> [Exercise brief] Please convert the data below into a JSON list of strings, with one string per line and blank lines omitted. Leave the pictures out of your answer.

START Data lines

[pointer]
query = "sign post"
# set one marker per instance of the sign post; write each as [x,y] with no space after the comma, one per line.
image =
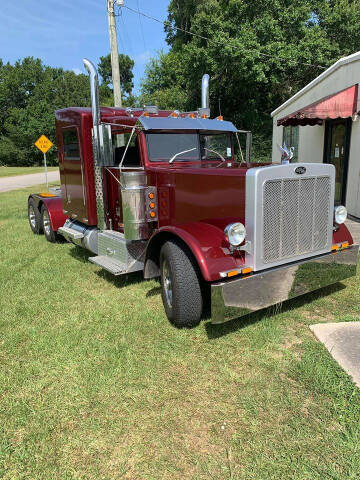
[44,145]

END Data lines

> [Full solution]
[
  "[pointer]",
  "query = \"sign post\"",
  "# set one marker per instance of the sign post; write each as [x,y] with no space after the comma, one per line.",
  "image =",
  "[44,145]"
]